Task goal:
From the entries below, copy out all lines holding "Rules".
== Data under study ==
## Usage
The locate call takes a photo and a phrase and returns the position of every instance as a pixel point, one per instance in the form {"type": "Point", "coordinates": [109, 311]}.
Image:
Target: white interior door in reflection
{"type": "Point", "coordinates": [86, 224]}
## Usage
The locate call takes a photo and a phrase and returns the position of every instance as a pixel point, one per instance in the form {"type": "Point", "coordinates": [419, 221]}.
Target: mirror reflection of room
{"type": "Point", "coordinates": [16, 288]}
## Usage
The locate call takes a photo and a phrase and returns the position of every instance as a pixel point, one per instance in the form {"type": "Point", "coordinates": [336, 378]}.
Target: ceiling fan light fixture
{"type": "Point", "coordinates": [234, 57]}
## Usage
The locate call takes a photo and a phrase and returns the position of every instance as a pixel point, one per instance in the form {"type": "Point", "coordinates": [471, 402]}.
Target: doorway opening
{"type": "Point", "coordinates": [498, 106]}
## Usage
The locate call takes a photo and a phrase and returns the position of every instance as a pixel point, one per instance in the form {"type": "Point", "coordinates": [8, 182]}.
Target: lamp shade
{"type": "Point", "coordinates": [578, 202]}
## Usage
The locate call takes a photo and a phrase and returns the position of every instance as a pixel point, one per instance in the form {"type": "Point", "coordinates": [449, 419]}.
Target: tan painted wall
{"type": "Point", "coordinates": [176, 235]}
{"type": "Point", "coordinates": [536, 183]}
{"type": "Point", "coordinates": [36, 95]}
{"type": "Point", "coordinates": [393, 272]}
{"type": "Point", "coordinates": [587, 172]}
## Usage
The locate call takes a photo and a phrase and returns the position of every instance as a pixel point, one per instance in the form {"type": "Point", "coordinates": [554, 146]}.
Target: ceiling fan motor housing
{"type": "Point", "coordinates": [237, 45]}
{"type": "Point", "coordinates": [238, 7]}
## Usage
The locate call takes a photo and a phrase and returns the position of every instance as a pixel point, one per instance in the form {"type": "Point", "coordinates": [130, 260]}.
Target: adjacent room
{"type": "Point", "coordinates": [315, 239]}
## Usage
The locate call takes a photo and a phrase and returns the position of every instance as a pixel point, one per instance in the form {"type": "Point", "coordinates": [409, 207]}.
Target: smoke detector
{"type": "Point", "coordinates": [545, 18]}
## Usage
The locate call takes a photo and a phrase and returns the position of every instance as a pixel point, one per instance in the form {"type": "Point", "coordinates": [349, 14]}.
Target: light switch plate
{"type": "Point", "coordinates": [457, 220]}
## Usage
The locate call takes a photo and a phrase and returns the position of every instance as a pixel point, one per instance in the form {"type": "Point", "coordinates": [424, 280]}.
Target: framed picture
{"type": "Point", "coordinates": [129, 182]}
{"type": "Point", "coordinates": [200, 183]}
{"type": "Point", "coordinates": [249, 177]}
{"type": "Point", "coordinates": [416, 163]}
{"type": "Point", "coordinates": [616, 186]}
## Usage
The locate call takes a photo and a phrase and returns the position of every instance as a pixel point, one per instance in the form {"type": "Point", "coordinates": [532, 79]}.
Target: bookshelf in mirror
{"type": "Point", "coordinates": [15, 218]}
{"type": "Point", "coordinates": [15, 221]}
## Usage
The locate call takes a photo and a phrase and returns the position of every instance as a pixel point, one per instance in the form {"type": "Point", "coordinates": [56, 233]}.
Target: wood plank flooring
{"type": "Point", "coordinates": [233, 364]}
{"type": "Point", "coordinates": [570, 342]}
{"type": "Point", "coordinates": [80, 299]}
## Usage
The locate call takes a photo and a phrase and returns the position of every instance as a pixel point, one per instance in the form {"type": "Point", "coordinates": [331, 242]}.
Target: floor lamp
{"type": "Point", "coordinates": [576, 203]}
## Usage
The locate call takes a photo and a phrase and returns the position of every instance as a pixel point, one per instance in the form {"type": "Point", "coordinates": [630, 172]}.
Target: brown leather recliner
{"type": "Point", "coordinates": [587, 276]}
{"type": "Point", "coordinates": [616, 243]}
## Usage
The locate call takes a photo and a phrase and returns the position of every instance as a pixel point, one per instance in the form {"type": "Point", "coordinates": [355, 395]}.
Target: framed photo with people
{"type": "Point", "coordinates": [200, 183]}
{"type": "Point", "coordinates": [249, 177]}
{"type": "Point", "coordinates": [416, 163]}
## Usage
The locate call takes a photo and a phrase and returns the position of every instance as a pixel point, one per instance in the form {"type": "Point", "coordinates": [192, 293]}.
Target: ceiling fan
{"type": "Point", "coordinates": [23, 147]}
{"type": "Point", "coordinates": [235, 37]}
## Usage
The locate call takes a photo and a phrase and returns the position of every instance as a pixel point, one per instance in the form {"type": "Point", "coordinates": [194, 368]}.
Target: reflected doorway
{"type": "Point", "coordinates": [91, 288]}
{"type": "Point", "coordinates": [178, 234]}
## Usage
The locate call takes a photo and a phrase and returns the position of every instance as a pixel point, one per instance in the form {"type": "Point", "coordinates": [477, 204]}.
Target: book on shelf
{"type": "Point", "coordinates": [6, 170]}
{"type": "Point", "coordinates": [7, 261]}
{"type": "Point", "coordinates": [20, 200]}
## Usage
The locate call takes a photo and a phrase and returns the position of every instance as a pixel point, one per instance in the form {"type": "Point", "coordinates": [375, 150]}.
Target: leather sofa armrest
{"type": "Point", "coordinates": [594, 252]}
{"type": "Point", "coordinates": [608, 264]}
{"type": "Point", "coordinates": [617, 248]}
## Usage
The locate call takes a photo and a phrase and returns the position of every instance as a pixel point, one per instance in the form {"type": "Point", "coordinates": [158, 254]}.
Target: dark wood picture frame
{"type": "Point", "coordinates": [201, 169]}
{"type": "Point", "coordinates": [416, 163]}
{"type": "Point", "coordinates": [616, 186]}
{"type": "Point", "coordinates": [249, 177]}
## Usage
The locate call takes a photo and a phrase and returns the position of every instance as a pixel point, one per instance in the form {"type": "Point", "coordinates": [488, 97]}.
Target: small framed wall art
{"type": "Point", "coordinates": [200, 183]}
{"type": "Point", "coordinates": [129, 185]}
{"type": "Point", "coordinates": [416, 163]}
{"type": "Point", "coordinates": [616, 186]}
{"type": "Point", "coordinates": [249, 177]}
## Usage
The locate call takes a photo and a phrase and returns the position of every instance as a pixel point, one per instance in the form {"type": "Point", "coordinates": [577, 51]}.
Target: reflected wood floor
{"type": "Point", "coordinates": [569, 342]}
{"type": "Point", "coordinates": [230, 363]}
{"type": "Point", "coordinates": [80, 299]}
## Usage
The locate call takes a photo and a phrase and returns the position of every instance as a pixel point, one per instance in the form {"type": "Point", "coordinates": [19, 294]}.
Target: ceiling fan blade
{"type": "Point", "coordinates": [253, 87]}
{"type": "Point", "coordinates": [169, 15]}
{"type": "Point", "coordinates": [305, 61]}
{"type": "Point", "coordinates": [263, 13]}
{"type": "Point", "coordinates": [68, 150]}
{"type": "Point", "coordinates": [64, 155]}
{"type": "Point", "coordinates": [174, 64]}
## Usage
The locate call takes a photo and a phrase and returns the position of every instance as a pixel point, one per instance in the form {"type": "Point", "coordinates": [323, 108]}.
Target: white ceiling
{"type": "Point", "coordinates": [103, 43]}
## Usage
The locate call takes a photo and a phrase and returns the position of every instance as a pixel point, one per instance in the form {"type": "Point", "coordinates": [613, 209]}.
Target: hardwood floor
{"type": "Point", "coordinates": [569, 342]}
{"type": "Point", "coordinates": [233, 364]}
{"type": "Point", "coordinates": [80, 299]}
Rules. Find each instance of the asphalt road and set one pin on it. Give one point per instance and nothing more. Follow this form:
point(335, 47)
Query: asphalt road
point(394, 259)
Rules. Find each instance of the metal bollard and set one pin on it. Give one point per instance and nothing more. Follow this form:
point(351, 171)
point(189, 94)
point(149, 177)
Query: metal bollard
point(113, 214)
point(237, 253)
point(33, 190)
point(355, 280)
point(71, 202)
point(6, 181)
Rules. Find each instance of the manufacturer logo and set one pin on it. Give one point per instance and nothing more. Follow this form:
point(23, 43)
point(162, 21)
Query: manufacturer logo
===
Response:
Rules. Find each instance of the asphalt road and set one pin on it. Give one point per instance and nothing more. Follow this form:
Rules. Find each instance of the metal bollard and set one pin on it. Give one point per instance and nothing more. Follow this form:
Rules. Find each instance of the manufacturer logo and set one pin on it. Give one point per instance and nothing more. Follow this form:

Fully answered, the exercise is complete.